_EXERCISE INSTRUCTIONS_.
**A.** In the soil calcium passage, what does the Fe/Mn ratio of 150/20 become after calcium carbonate is added to a very acid soil?
**B.** Please continue the soil calcium passage, starting after its last sentence.

_QUOTED PASSAGE_.
= Beginning of Section =

Maui... makes your lips water just saying it. 85% Ca naturally occurring if I am not mistaken in the base distributions using the CORRECT soil analysis procedure to eliminate the variables that have been fogging up the lens so to speak for years and which when eliminated can give us a much clearer path to follow.
I have seen over the last 30+ years in scales that you can't imagine, this same "gauge" working over and over, but sometimes it would miss and miss hard. We would know it missed by running trial strips with more and more, less and less. EVERY time it was the same. In EVERY situation, in EVERY farm, if we put on the right form of calcium, there was always an amazing response. Sometimes the response wasn't what we expected, but we got one anyways. And in each and ever situation, the calcium response was there just another variable out of place.
Like the Fe/Mn ratio. Imagine a soil with 150/20 and you add calcium carbonate to a very acid soil. The ratio goes to 140/3 as the little bit of Mn nearly disappears causing a Mn deficiency to take fotos of and put in a text book. This is because the soil is made of iron. Red clay. Sticks to a magnet when dry. The Ca response was there, just we had another problem that had to be addressed at the same time.

= End of Section =

_DATA_.

= Beginning of Section =

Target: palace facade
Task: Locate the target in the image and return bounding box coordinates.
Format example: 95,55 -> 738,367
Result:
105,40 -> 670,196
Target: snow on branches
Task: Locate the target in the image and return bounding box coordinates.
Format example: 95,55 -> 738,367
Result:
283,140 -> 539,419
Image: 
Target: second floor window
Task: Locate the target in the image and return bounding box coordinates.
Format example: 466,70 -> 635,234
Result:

= End of Section =

_ANSWER LIST_.
**A.** It becomes 140/3.

**B.**
Big plant growers soil analysis results overall? All had Ca% in the high 70's, some low 80's, some with 50%'s and 60's. Everyone that did good vs problems had lower Ca in the poorer resulting soil.
Our job is to prevent all this from ever happening. The plant can NEVER recover from a Ca deficiency at any time. Calcium is not translocatable within the plant. The plant can recover from a K, Mg or even micros. Ca no.
The science has been out there for a long time. Just that the PGA guys recently added to the information base and have really honed in the skill set, especially if tied in with lots of other neat ratio work, etc...
We all have to do trials.
The minimum amount of calcium to get to a good crop is 2000 ppm using [email protected] The more you have, the more nutrient dense your crop can be. This is the floor level. From there on, you can achieve high Ca in the plant provided you move from one base saturation to another and then return and then do it over again. Starting with high Ca, bringing up K to mature foliage prior to flowering, then bringing Ca back up again at the start of flowering. This is critical at this moment in time as the plant is sprouting new roots to send the Ca to the new growth and would be off spring... seeds. Ca uptake is key to get big buds and then you bring K back up to fill in those buds. P needs to be maintained until a couple of three weeks prior to finish.
What are the downsides normally of a higher CEC?
1. Lack of airspace, making overwatering by stonies a big problem.
2. The higher the CEC, the more N is stored. Basically you can calculate that your soil/medium can suck up 10 times the CEC number in N. So if you have a CEC of 10, the soil can hold 100 of N. This complicates greatly the maturing process. I have seen folks start up monster bags from the previous year with more than 100+ppm of N from the previous year!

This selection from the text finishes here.